## Pointing entries for labeled objects
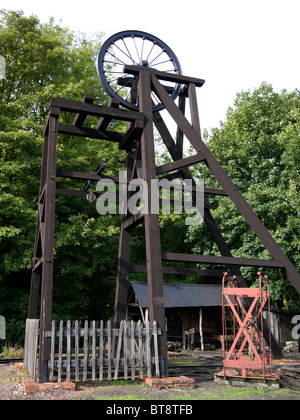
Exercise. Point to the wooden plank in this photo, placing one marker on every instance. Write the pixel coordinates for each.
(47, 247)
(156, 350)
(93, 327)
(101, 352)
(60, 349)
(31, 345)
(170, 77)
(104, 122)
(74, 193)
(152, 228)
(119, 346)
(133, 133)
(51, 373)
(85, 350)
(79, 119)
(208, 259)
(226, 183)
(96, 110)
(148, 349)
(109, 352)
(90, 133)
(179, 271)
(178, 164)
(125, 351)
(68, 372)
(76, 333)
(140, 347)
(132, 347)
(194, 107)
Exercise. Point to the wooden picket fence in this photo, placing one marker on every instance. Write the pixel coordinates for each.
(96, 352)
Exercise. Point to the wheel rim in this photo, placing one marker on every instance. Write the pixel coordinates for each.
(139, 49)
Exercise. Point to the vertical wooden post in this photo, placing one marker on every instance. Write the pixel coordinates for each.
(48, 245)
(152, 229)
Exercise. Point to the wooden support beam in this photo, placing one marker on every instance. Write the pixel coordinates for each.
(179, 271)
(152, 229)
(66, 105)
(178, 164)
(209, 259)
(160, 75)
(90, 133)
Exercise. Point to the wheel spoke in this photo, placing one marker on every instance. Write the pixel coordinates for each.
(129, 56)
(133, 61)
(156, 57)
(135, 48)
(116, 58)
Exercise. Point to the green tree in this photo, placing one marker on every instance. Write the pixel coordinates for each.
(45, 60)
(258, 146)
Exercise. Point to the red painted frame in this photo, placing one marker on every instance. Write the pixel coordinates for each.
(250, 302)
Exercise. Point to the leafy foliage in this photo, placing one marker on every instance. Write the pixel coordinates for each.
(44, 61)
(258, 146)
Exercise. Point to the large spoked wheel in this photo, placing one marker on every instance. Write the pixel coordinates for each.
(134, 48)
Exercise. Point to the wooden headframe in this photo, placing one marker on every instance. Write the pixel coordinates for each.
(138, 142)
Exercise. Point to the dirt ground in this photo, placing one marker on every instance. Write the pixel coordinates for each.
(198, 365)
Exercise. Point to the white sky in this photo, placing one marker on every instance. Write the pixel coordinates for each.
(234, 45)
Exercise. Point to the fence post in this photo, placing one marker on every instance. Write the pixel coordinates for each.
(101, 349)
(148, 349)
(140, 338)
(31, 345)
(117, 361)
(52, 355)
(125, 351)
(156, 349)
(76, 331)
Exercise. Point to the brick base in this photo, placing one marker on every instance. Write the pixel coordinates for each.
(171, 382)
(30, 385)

...

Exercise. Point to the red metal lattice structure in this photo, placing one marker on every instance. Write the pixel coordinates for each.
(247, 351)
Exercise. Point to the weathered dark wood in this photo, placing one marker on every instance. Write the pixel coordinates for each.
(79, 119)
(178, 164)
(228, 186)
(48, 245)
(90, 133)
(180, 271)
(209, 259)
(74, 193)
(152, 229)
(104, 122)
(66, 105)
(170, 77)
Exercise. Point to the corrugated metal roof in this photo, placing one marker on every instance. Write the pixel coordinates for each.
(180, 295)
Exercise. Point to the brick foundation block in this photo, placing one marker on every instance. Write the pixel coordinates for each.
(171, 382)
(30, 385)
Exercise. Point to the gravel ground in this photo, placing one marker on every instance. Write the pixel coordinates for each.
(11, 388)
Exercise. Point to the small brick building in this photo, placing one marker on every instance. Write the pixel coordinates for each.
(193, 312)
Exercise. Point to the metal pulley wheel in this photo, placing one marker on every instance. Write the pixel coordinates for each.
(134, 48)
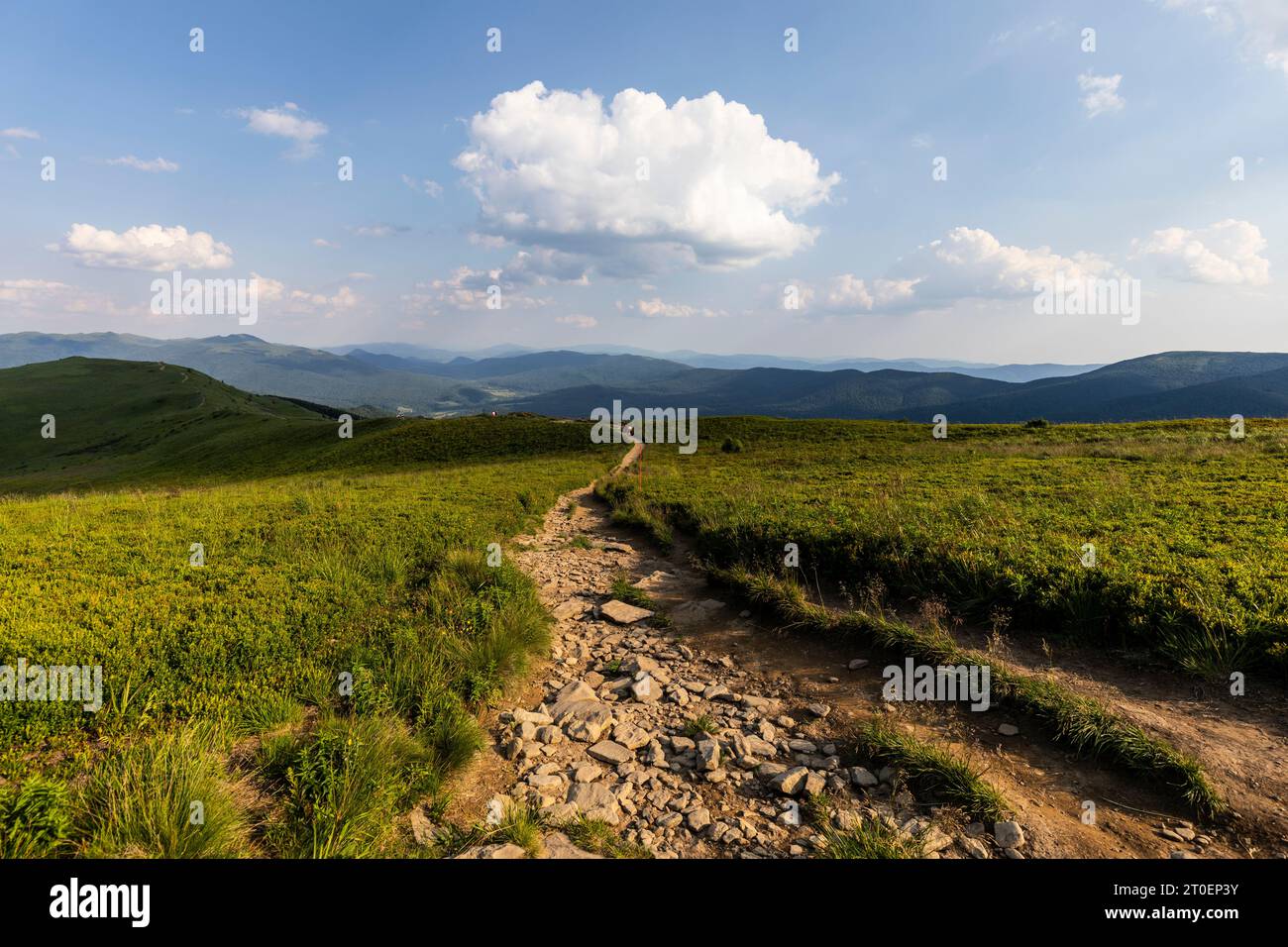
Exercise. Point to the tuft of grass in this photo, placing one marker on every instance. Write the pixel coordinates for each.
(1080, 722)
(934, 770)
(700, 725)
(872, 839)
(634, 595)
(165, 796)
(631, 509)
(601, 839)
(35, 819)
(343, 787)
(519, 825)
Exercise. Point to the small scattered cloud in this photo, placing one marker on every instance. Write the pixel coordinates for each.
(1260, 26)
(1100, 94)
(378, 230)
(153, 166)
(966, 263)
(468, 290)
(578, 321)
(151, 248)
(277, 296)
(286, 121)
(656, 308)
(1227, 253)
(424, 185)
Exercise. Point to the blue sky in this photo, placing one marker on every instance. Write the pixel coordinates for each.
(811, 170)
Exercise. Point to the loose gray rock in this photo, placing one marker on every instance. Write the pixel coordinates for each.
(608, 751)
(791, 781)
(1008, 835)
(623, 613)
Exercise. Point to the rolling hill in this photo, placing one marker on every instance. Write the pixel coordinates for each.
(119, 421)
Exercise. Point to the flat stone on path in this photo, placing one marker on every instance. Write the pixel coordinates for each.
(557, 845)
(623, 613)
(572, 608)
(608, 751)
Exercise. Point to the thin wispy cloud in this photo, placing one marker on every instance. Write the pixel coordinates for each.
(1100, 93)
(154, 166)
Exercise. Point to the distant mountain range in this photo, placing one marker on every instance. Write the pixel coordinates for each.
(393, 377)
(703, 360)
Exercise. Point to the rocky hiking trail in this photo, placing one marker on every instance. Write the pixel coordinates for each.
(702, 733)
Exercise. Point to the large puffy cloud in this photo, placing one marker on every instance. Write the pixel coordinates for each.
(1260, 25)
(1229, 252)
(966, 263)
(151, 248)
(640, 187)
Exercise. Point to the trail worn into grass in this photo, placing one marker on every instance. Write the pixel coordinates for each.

--

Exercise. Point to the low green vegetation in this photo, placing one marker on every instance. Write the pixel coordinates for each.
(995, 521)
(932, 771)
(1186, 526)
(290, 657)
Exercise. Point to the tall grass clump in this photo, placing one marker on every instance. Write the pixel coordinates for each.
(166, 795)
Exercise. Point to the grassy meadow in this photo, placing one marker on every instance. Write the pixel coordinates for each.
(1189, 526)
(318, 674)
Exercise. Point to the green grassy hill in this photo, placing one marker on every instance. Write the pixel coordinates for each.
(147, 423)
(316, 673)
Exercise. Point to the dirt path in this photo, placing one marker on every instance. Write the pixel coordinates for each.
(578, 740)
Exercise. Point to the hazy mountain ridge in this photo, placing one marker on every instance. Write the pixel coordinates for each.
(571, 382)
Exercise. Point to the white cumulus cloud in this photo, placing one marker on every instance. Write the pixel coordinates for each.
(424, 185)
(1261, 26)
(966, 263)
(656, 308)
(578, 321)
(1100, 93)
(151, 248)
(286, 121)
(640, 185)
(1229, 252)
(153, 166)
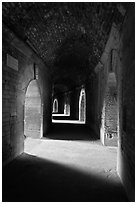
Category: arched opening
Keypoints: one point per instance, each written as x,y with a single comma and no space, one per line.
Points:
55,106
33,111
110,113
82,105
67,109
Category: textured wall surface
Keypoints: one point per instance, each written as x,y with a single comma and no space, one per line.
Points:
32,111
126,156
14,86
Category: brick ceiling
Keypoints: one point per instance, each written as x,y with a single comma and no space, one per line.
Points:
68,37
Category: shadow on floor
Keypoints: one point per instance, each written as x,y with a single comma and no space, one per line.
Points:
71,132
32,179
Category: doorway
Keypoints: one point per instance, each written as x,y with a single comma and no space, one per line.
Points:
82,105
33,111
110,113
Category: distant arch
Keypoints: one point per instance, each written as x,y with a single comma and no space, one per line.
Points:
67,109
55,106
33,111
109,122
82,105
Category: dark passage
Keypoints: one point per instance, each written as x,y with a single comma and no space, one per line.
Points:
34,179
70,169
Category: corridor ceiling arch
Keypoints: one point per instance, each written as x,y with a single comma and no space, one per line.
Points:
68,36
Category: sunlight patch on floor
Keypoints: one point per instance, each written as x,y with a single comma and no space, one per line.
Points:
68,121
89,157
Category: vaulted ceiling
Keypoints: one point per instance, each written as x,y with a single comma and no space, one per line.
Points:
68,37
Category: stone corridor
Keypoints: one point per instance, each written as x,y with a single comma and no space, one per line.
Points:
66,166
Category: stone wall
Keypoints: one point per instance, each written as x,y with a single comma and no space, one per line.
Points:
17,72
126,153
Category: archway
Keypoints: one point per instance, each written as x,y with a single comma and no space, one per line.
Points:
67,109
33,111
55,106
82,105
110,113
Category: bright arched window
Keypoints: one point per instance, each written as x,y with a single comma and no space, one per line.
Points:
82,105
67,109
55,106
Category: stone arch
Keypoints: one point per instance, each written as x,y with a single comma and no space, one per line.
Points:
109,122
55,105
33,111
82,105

## Given instruction
Find each line in the records above that contains the word "grassy", and copy those lines out.

## Output below
Exercise. Point to the grassy meadow in this photo, placing one marker on every instance. Write the pixel coordinates for each.
Exercise. Point to the green grassy hill in this photo, placing one marker on every instance. Write the pixel coordinates for each.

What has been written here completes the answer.